Quote every entry word for word.

== Input rows

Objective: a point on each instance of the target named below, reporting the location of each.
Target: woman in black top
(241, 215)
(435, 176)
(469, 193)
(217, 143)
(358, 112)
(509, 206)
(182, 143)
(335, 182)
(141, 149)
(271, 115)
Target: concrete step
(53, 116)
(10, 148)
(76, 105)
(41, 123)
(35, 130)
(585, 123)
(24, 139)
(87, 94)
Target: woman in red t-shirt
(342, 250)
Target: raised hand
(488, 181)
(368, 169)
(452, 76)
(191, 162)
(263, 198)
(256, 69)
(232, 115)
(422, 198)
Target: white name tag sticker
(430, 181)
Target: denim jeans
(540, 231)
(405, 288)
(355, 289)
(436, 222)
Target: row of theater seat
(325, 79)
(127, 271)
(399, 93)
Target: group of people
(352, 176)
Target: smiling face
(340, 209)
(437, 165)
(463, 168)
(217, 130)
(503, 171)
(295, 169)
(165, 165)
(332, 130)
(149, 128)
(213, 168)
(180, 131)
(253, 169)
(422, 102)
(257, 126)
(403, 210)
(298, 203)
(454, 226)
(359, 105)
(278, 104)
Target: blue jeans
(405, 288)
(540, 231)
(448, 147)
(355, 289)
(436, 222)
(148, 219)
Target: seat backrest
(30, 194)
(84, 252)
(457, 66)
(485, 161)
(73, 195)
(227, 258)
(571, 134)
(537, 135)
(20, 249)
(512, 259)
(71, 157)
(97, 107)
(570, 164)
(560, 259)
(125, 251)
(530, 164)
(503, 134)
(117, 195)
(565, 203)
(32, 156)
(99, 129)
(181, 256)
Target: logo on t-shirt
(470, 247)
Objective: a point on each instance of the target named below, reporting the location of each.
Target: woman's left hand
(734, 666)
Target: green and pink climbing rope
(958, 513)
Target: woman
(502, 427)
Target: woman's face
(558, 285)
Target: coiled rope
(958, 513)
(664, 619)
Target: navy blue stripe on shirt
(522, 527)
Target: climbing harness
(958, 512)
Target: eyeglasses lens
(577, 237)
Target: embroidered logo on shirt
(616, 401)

====

*Response*.
Objective: a point on each instance of the target named below, reporting the location of each.
Target: woman in black top
(241, 215)
(435, 176)
(469, 193)
(217, 143)
(358, 112)
(509, 206)
(182, 143)
(335, 182)
(141, 149)
(271, 115)
Target: concrete step
(53, 116)
(10, 148)
(76, 105)
(41, 123)
(35, 130)
(585, 123)
(24, 139)
(87, 94)
Target: woman in red t-shirt
(342, 250)
Target: raised hand
(488, 181)
(368, 169)
(452, 76)
(191, 162)
(263, 198)
(256, 69)
(232, 115)
(422, 198)
Target: white name tag sticker
(430, 181)
Target: denim jeans
(540, 231)
(405, 288)
(355, 289)
(436, 222)
Target: row of theater seat
(325, 79)
(127, 271)
(399, 93)
Target: group of people
(352, 176)
Target: smiling face
(340, 209)
(437, 165)
(463, 168)
(217, 130)
(503, 171)
(295, 169)
(165, 165)
(332, 130)
(149, 128)
(213, 168)
(180, 131)
(253, 169)
(422, 102)
(257, 126)
(403, 210)
(298, 203)
(454, 226)
(359, 105)
(278, 104)
Target: blue jeans
(405, 288)
(540, 231)
(448, 147)
(355, 289)
(436, 222)
(148, 219)
Target: seat backrest
(30, 194)
(84, 252)
(457, 66)
(485, 161)
(73, 195)
(227, 258)
(571, 134)
(537, 135)
(20, 249)
(512, 259)
(71, 157)
(97, 107)
(570, 164)
(560, 259)
(125, 251)
(530, 164)
(503, 134)
(117, 195)
(565, 203)
(32, 156)
(99, 129)
(181, 256)
Target: logo on t-shirt
(470, 247)
Objective: a point on each instance of the target named below, reporting the location of each.
Target: woman's left hand
(734, 666)
Target: green and pink climbing rope
(958, 513)
Target: woman
(502, 427)
Target: woman's face
(558, 285)
Target: coiled rope
(958, 513)
(664, 619)
Target: navy blue stripe on shirt
(522, 527)
Target: climbing harness
(958, 512)
Target: eyeglasses lens
(577, 237)
Target: embroidered logo on shirt
(616, 401)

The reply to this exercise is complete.